* **WHAT YOU NEED TO DO**: Give the lines of the listing below as a JSON list of strings, one string per line with blank lines left out. Include only the stretch from the line containing "the girl with" through the end of the listing.

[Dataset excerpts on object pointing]
──────

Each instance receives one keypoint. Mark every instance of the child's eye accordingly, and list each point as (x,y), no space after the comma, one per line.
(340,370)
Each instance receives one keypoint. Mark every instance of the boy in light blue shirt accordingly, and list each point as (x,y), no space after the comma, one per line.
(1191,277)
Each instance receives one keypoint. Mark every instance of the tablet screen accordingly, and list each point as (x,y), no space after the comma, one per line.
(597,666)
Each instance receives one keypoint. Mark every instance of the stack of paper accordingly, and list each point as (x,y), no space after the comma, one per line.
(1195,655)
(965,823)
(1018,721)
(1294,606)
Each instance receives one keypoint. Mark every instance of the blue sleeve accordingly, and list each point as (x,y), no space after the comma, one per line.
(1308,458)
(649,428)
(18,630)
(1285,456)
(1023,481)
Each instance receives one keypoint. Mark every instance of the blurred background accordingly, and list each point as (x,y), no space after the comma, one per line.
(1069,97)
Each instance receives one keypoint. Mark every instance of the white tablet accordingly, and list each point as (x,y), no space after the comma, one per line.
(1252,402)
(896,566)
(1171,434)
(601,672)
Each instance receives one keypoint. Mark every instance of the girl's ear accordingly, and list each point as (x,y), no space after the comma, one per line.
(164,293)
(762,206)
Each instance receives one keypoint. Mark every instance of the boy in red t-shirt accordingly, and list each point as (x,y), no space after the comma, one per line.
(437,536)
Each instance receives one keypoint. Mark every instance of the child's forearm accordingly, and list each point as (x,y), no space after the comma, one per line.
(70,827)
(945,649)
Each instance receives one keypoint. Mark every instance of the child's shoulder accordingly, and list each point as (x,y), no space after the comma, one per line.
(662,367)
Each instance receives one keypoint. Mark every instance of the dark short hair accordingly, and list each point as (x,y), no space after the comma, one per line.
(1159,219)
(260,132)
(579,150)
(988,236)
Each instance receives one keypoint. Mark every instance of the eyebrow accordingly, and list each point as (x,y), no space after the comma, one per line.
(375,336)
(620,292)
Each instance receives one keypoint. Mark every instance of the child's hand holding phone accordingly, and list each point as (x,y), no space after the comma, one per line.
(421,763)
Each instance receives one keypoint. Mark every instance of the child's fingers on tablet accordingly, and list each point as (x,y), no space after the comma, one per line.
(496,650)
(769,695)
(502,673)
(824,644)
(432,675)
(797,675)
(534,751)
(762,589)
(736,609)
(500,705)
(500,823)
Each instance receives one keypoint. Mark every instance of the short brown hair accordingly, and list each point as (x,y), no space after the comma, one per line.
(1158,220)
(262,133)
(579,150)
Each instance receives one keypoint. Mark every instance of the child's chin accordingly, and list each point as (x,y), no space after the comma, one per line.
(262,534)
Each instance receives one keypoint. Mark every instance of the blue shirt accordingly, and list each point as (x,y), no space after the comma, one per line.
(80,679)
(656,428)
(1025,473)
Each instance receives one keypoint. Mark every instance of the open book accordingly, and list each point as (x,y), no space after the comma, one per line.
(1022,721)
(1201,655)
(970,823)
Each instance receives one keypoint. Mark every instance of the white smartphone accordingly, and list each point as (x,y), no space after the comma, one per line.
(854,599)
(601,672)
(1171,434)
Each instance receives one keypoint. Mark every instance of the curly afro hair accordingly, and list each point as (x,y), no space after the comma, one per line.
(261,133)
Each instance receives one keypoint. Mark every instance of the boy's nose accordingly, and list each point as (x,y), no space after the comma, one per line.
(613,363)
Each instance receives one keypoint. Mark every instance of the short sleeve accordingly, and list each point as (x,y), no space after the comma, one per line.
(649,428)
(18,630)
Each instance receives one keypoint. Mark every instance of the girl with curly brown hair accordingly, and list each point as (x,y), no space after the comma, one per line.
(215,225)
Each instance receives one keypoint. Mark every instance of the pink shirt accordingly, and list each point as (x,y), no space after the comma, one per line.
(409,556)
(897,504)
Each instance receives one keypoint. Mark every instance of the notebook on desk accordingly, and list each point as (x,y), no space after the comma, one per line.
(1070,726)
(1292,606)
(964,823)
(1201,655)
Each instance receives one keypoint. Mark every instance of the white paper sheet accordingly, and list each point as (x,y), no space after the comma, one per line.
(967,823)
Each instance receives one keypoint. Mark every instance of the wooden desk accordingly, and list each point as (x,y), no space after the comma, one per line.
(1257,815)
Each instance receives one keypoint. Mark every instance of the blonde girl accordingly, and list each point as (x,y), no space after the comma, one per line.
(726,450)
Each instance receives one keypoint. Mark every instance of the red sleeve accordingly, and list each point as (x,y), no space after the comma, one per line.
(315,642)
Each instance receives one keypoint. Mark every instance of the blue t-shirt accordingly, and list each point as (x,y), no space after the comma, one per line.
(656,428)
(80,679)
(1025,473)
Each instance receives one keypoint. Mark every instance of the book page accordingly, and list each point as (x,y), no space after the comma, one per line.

──────

* **ANSWER TO THE PROBLEM**:
[
  "Each instance receives one keypoint. Mark every instance of the girl with curly brown hair accordingly, and list each point as (x,y), no space after the comma, one per line.",
  "(215,225)",
  "Each instance receives one keypoint. Mark every instance of the pink shirt accordingly, and list each point as (x,y), no space after the comma, one per line.",
  "(409,556)",
  "(897,504)",
  "Each instance receives one keypoint. Mark every instance of the notebook on desk accordingly, and list each point as (x,y), no space after the comma, one per line.",
  "(1070,726)",
  "(1292,606)",
  "(964,823)",
  "(1201,655)",
  "Each instance receives one keypoint. Mark every instance of the white paper sheet accordingly, and list each point as (x,y), no space after the comma, one per line.",
  "(967,823)",
  "Each instance receives one keypoint. Mark every instance of the wooden desk accordingly, and list each point as (x,y), no space after the comma, one per line.",
  "(1257,815)",
  "Each instance receives one keypoint. Mark every instance of the blonde girl accordingly, and list each point as (x,y), no space after the comma, one per line.",
  "(726,450)",
  "Each instance receives one keypoint. Mark every instance of the red sleeve accordingly, and list each point as (x,y), no space after the comma, one per line.",
  "(315,642)",
  "Each instance receives one keypoint. Mark every instance of the blue t-shirt accordingly, and list each point as (x,y), no space after the comma, one per line.",
  "(656,428)",
  "(80,679)",
  "(1025,473)",
  "Each instance receives one keypoint. Mark every instance of the book page accordingly, and list each point as (x,y), no space after the comma, one per line."
]